(Saved data entries)
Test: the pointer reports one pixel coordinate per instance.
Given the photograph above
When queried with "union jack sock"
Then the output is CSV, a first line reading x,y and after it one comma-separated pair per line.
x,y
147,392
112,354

:: Assigned task ::
With no additions or omissions, transcribe every record.

:: Worked solution ::
Test: the pointer reports one pixel coordinate per instance.
Given the photograph above
When queried with "union jack sock"
Then the output is CSV, a first line reading x,y and after it one comma-separated pair per line.
x,y
147,392
112,354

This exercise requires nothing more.